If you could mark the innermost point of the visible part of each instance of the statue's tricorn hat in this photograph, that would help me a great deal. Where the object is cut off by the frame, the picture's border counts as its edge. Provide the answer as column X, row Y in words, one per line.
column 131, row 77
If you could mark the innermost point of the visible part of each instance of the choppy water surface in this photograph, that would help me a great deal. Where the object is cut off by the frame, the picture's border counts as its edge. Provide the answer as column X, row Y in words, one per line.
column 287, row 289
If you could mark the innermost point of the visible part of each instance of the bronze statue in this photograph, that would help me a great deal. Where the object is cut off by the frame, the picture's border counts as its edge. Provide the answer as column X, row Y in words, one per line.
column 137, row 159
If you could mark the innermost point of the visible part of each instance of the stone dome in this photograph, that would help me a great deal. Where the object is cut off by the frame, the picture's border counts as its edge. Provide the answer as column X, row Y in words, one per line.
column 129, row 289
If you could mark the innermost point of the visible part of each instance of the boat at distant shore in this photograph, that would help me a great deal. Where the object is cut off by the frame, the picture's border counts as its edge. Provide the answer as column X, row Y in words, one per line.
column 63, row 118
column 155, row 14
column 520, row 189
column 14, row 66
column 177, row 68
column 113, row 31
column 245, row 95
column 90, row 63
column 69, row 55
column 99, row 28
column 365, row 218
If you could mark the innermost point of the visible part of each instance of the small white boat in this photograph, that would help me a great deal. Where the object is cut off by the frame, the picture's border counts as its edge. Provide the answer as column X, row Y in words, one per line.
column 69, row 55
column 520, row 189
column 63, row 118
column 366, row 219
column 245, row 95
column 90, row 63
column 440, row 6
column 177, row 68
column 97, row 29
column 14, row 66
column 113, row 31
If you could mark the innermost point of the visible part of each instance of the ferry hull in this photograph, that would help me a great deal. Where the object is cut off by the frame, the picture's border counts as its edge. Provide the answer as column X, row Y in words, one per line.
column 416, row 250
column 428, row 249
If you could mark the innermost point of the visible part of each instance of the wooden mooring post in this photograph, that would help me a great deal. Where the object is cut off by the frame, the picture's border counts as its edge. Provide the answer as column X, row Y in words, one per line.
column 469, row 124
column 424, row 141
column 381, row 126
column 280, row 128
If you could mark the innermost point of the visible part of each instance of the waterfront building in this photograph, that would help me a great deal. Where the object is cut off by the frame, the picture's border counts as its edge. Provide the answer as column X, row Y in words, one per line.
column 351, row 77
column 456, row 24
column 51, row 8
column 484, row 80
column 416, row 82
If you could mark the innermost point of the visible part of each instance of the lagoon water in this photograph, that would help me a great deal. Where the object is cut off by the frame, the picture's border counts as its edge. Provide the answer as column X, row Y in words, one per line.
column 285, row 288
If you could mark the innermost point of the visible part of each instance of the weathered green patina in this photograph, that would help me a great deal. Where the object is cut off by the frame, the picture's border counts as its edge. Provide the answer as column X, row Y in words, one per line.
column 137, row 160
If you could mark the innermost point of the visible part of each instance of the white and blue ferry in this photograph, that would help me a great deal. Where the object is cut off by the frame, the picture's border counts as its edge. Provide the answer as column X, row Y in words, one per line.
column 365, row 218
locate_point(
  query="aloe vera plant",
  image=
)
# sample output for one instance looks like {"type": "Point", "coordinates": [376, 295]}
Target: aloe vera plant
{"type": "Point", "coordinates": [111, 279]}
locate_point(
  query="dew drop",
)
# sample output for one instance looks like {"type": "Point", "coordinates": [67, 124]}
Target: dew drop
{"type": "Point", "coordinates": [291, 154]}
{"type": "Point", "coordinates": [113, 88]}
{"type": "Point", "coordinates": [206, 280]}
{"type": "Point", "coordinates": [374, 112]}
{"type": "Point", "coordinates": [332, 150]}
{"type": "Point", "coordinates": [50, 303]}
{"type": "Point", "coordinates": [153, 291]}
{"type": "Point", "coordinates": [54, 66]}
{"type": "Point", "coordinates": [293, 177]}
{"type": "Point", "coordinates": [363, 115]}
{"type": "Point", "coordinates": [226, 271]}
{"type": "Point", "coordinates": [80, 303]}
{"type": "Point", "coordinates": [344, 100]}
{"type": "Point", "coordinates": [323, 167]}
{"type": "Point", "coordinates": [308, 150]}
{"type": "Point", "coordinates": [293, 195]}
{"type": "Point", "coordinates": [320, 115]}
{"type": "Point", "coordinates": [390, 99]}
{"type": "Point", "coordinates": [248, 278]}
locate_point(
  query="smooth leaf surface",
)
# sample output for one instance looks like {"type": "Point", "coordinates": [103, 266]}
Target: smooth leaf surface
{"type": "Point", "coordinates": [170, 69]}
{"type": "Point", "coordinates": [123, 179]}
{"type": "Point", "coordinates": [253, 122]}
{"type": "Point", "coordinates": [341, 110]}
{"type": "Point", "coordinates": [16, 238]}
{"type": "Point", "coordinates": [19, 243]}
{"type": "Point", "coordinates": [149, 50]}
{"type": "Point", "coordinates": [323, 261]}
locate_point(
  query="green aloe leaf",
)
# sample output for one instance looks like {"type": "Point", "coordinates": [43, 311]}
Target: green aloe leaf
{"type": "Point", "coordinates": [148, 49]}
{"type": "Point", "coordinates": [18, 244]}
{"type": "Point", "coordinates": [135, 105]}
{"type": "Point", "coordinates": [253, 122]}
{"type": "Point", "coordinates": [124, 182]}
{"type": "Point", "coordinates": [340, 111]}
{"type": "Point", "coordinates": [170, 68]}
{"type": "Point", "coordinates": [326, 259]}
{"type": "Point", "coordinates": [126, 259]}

**What is required:**
Every line above with the word "output" is to be copied out.

**Result for this task:**
# sample output for one instance looks like {"type": "Point", "coordinates": [376, 295]}
# sample output for one instance looks like {"type": "Point", "coordinates": [67, 124]}
# sample output for one instance looks like {"type": "Point", "coordinates": [103, 266]}
# sample output for one instance looks like {"type": "Point", "coordinates": [43, 311]}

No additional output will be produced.